• Prompt A:
In the redemption section, what is the latest time by which the Servicer or the Issuer must give the Indenture Trustee notice of the election to redeem the Notes?
• Prompt B:
List every party or role named in the redemption section.

• Page extract:
# # # #

Section 10.01.                  Redemption.

 

(a)                                 In the event that the Servicer purchases all outstanding Contracts and the related Contract Assets pursuant to Section 7.10 of the Sale and Servicing Agreement, the Notes are subject to redemption in whole, but not in part, on the Distribution Date on which such purchase occurs, for a purchase price equal to the outstanding principal, and accrued interest on the Notes; provided, however, that the Issuer has available funds sufficient to pay such amounts.  The Servicer or the Issuer shall furnish each Rating Agency notice of such redemption.  If the Notes are to be redeemed pursuant to this Section 10.01(a), the Servicer or the Issuer shall furnish notice of such election to the Indenture Trustee not later than 20 days prior to the Redemption Date and the Issuer shall deposit with the Indenture Trustee in the Note Distribution Account the Redemption Date Amount to be redeemed whereupon all such Notes shall be due and payable on the Redemption Date upon the furnishing of a notice complying with Section 10.02 to each Holder of the Notes.

# # # #

• Data for review:

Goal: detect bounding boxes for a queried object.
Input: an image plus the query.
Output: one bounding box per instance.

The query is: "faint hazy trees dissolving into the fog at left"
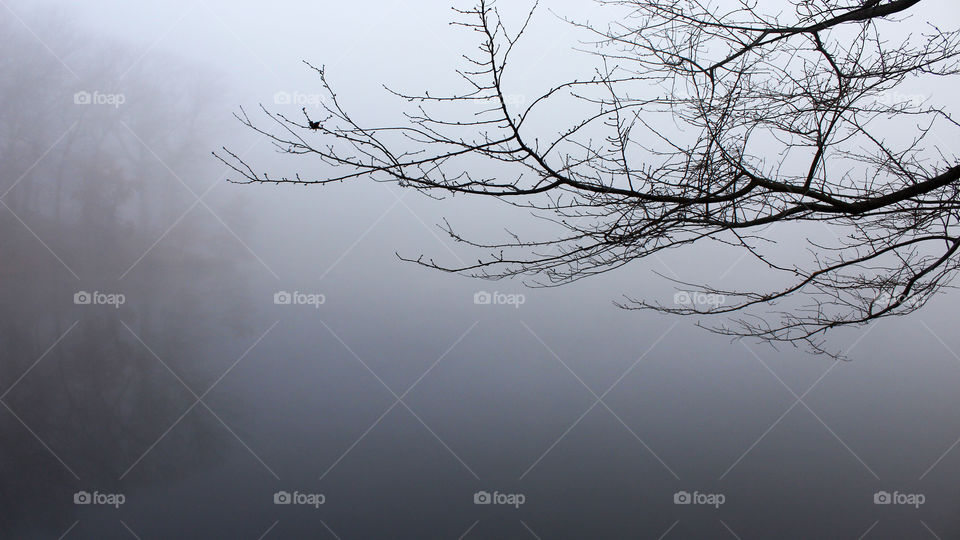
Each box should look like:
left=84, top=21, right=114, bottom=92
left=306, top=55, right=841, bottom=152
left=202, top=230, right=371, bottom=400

# # # #

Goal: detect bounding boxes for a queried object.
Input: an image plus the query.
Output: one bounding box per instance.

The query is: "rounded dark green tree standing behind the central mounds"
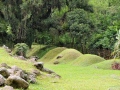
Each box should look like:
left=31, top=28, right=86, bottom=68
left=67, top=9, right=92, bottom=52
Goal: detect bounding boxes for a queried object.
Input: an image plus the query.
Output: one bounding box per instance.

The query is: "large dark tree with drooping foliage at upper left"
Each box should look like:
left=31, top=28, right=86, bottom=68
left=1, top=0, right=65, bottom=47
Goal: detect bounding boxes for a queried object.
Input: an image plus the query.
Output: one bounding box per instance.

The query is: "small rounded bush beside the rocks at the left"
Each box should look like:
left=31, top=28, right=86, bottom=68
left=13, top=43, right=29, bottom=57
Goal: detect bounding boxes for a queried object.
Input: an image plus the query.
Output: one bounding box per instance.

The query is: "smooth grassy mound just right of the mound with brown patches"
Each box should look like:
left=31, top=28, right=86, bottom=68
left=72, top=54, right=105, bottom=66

# # # #

• Worked solution A:
Not later than 20 days prior to the Redemption Date.

• Worked solution B:
Servicer, Issuer, Rating Agency, Indenture Trustee, Holder of the Notes